--- Предложенный отрывок ---
┌──
Одна из основных тем близнечного мифа пастернаковского сборника — одетые «дети дня» (Солнца, смеха, востока) и нагие «дети ночи» (Луны, грусти, запада), которые составляют единое хоровое лицо двуликого Януса поэзии, — они «сердца и спутники» сквозного романа Города, имеющего, как древняя Александрия, ворота Солнца и Луны. Только поэзия способна осуществлять транспортировки поверх застав и барьеров, пользуясь «транзитом» — астрономической «пассажной» подзорной трубой (по Далю), соединяющей прошлое и будущее:

Итак, только ты, мой город,
С бессонницей обсерваторий,
С окраинами пропаж, —
Итак, только ты, — мой город,
Что в спорные, розные зори
Дверьми окунаешь пассаж.
Там: в сумерек сизом закале,
Где блекнет воздушная проседь,
Хладеет заброшенный вход.
Здесь: к неотгорающей дали
В бывалое выхода просит,
К полудню теснится народ.
И, словно в сквозном телескопе,
Где, сглазив подлунные очи,
Узнал близнеца звездочет,
Дверь с дверью, друг друга пороча,
Златые и синие хлопья
Плутают и гибнут вразброд.
(I, 450)

Пастернак с первого слова, с первого вздоха задает ритм и такт этой урбанистической эпифании: «иТАК, Только ты, мой город…» и закрепляет успех — «иТАК, Только ты, — мой город…». Восток, полдень — выход в прошлое, Запад заведует будущим временем. Здесь берет свое начало набоковский путеводитель по Берлину, где подземные трубы города со сквозной ушной надписью «ОТТО» подслушивают и подсматривают чье-то «воспоминание о будущем».

О, всё тогда — одно подобье
Моих возропотавших губ,
Когда из дней, как исподлобья,
Гляжусь в бессмертия раструб.
(I, 432)

Труба уже звучит. Бессмертный раструб начинается «коленами дней» (Мандельштам) — бесконечно звучащими и расположенными по оси взгляда элементами голоса. По сути, это взгляд, превращенный в голос. И взгляд, и голос. И если Пастернак начинает со структуры, одним концом упирающейся в раструб смертного тела — рот, а другим — в видимое «вечности жерло» (Державин), то потом сам конечный и слабый (как любого смертного) голос поэта, восстав из суетности дня, делает подобным себе весь мир, вплоть до недосягаемой вечности. Маяковский следует той же идее единства взгляда и голоса. Он преобразует свое тело в космический инструмент, который одновременно является и развинчивающейся лестницей бесконечного слуха, и подзорной трубой:

Штопором развинчивается напрягшееся ухо.
└──
--- Извлечённые строки ---
┌──
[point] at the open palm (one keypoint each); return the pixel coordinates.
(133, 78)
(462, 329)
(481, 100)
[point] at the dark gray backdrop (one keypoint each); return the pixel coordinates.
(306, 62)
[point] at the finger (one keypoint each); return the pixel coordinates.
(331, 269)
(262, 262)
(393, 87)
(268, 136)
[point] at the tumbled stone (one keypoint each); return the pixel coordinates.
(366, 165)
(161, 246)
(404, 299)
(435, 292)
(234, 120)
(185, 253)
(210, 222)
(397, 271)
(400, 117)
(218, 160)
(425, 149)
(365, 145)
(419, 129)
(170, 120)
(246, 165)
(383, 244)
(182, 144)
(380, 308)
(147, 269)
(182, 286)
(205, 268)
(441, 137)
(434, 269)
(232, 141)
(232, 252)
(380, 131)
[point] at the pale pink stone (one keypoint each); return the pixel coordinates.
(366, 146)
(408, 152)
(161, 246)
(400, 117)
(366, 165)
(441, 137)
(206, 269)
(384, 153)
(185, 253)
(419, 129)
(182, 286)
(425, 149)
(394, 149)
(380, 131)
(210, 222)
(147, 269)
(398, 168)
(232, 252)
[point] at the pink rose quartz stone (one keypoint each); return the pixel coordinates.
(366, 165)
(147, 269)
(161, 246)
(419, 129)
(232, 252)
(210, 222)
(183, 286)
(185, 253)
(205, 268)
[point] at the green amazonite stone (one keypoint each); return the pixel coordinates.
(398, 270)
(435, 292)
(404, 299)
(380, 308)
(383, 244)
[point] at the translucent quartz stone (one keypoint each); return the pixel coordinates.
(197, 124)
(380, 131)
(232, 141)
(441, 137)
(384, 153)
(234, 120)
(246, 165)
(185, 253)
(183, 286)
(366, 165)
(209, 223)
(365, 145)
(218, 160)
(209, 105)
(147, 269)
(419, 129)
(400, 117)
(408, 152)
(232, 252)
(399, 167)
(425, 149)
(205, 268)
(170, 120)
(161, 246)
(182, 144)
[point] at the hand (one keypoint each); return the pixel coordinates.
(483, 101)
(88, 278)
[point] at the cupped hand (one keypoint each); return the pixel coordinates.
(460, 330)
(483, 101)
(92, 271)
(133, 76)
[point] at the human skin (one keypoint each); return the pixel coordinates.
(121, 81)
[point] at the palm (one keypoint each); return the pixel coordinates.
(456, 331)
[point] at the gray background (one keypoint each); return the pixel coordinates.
└──
--- Условия задания ---
[a] Перепишите из отрывка о Пастернаке фрагмент от «Одна из основных» до «Хладеет заброшенный вход.» включительно, без единого изменения.
[b] С каким древним городом в отрывке о Пастернаке сравнивается Город и что у них общего?

--- Решения по заданиям ---
[a]
Одна из основных тем близнечного мифа пастернаковского сборника — одетые «дети дня» (Солнца, смеха, востока) и нагие «дети ночи» (Луны, грусти, запада), которые составляют единое хоровое лицо двуликого Януса поэзии, — они «сердца и спутники» сквозного романа Города, имеющего, как древняя Александрия, ворота Солнца и Луны. Только поэзия способна осуществлять транспортировки поверх застав и барьеров, пользуясь «транзитом» — астрономической «пассажной» подзорной трубой (по Далю), соединяющей прошлое и будущее:

Итак, только ты, мой город,
С бессонницей обсерваторий,
С окраинами пропаж, —
Итак, только ты, — мой город,
Что в спорные, розные зори
Дверьми окунаешь пассаж.
Там: в сумерек сизом закале,
Где блекнет воздушная проседь,
Хладеет заброшенный вход.

[b] С древней Александрией: у обоих есть ворота Солнца и Луны.